Задания →
1/ Замените в записях «top-left corner» на «upper-left corner» и приведите строки от начала записей до строки с «[[[0,102],[0,112],[74,128],[251,128],[256,105],[72,105]]]» включительно. Остальное оставьте без изменений.
2/ Продолжите отрывок о разговоре с Пуховым, начав сразу после его последней фразы.

Пригласил меня позавтракать вместе с ним. Сидим в избе и наспех что-то жуем. Своей крепко скроенной фигурой, широким грубоватым лицом, большим лбом и умными внимательными глазами и всей своей повадкой в разговоре Пухов напоминает мне старого русского офицера, из тех когда-то воевавших на Кавказе и ходивших в туркестанские походы, о ком много – иногда очень хорошо, а иногда и плохо – писалось в русской литературе.
Спрашиваю его о ближайших перспективах и надеждах на успех. Усмехается и, в свою очередь, спрашивает меня:
– Вы мне, помнится, в прошлый раз сказали, что пишете роман о Сталинграде?
– Пишу.
– Как он у вас получится? Будет ли иметь успех? Кажется, военный человек, уже третий год на войне, а все еще задаете генералам наивные вопросы.
– А я люблю иногда задавать наивные вопросы.
– А мы не любим давать на них ответы. Потому что наивные вопросы – это самые трудные вопросы.
Дальше разговор не особенно клеится. Пухову предстоят спешные дела, а мне нужно ехать в дивизию, которая должна брать Кромы. Пухов смотрит на меня и говорит неожиданно сердито:
– Нет, вы мне все-таки объясните, почему вот вы, писатели, пишете о ком угодно, кроме пехотинца. О танкистах пишете, о летчиках пишете, о саперах пишете, хоть они и жалуются на вас, что не пишете, но все-таки пишете. А вот о пехотинцах почему-то совсем не пишете.

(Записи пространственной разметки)
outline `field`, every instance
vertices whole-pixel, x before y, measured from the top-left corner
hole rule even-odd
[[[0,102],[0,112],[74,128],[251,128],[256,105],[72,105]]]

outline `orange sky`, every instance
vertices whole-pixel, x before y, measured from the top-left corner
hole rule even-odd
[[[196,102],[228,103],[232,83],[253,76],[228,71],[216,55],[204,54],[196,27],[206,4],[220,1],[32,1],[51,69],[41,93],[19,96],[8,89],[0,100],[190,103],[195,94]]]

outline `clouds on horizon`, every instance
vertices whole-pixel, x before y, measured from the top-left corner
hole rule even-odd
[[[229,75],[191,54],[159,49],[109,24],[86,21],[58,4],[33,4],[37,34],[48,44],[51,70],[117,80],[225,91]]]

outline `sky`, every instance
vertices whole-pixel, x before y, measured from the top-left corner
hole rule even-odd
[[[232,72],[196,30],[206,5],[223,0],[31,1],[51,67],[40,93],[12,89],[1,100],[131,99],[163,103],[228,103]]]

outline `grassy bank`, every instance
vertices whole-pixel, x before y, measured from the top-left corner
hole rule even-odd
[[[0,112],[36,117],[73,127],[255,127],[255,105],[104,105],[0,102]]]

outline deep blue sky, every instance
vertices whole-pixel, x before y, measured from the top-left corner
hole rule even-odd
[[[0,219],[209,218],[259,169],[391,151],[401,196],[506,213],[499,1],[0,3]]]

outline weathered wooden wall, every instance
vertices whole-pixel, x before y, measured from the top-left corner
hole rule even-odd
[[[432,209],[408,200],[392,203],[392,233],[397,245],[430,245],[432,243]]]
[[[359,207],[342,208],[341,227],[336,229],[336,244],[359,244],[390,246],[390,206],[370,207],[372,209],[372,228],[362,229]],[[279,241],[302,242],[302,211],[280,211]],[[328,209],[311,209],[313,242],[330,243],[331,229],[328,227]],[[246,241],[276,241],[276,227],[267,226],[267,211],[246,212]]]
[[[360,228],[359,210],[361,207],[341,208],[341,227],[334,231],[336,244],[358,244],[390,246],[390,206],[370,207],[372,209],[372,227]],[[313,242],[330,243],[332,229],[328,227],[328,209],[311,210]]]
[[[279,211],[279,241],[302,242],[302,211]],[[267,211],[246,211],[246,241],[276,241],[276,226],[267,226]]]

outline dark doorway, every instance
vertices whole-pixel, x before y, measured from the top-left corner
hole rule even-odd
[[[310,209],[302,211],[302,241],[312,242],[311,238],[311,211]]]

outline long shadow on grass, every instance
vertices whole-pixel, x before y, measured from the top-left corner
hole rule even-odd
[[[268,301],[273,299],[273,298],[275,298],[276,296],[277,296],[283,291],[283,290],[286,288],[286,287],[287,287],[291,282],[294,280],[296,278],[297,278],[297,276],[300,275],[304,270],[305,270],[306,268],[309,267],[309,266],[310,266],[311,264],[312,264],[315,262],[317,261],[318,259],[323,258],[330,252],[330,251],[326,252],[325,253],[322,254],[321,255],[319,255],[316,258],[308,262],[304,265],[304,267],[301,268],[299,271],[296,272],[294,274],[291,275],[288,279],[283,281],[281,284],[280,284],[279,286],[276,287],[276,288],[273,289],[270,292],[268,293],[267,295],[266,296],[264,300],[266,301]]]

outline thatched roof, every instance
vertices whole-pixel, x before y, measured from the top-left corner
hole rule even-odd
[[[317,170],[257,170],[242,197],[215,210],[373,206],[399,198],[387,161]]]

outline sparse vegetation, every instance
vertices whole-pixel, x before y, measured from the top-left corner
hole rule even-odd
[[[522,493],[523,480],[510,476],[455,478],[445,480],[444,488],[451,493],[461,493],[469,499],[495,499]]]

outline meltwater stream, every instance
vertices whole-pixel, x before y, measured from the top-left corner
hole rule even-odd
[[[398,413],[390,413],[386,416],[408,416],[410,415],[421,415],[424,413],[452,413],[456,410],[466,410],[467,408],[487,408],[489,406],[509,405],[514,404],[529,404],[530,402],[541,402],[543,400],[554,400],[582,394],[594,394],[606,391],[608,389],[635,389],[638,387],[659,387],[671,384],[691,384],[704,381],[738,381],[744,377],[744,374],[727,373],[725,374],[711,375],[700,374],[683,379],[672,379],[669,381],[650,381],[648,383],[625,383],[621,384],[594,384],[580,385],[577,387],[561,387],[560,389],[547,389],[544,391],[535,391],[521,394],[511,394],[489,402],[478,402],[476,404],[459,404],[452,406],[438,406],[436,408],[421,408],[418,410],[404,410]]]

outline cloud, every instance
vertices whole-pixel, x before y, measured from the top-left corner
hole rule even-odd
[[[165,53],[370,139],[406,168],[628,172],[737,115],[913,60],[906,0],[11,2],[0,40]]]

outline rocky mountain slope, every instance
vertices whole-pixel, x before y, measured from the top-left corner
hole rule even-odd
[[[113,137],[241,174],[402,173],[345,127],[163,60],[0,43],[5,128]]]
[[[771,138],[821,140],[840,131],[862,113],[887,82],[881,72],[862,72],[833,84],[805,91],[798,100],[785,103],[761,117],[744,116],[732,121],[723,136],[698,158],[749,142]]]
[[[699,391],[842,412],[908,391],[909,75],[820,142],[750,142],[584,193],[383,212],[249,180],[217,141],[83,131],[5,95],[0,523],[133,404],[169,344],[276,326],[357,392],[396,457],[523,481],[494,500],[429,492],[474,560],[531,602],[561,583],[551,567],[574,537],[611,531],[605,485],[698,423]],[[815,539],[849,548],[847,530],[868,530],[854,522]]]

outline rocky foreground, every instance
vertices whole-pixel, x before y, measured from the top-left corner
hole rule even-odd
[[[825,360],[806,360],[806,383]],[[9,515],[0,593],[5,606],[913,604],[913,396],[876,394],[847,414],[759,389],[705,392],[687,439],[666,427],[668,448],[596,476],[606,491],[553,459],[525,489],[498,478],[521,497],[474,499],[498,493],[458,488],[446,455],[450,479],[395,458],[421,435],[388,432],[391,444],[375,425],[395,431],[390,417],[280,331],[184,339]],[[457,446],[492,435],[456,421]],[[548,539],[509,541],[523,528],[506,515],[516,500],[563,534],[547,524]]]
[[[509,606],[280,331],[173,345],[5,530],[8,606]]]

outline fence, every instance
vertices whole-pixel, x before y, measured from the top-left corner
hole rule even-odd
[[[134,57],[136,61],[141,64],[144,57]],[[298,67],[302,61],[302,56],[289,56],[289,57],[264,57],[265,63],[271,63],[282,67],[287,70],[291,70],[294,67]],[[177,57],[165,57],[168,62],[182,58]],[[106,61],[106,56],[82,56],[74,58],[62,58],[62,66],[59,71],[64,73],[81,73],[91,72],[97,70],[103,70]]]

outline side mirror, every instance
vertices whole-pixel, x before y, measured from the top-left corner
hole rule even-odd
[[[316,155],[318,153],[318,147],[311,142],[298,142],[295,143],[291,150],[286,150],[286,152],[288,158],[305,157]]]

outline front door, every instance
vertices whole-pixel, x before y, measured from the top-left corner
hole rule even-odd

Ответы к заданиям →
1/
outline `field`, every instance
vertices whole-pixel, x before y, measured from the upper-left corner
hole rule even-odd
[[[0,102],[0,112],[74,128],[251,128],[256,105],[72,105]]]

2/
Возражаю ему, что я, например, как раз больше всего писал о действиях пехотных частей.
– О действиях, – сердито иронизирует Пухов. – Я не о действиях частей вам говорю, а о пехотинце. Вот он ползет по грязи, идет по пыли, стынет, мокнет, переносит такие трудности, о которых никто другой не знает. Почему вы о нем не пишете? Раз вы сейчас опять приехали, вот и найдите такого человека. Вернетесь в Москву, возьмите и напишите.
Перед уходом задаю ему несколько вопросов о нем самом.
В ту войну ранен в плечо и в руку. Отравлен газами под Икскюльском. Не видел семьи с начала войны. Никуда за всю войну не выезжал с фронта, даже орден Суворова прислали сюда, наградили здесь, на месте…
…В дивизии под Кромами. Два дня подряд говорю с солдатами, разыскиваю, иногда с трудом, таких, которые начали этим летом воевать с самого начала, с 5–6 июля, и с тех пор весь месяц в боях. Спрашиваю подолгу, обо всем, во всех подробностях, даже несущественных. Хочу как можно точней представить себе день пехотинца – с утра до ночи…»
…После взятия Кром едем вместе с Халипом назад, в штаб армии. Колесим по пыльным проселочным дорогам, мимо печально стоящих несжатых полей. В балке искалеченные немецкие орудия, горы пустых плетенок из-под снарядов и штабель нерастрелянных. Трупы убитых сначала почти неприметны в густой ржи. Проселками, а иногда, сокращая дорогу, не по-крестьянски – прямиком через поля – идут по домам жители, которых немцы при отступлении угоняли из деревень вместе с собой, выселяли из прифронтовой зоны.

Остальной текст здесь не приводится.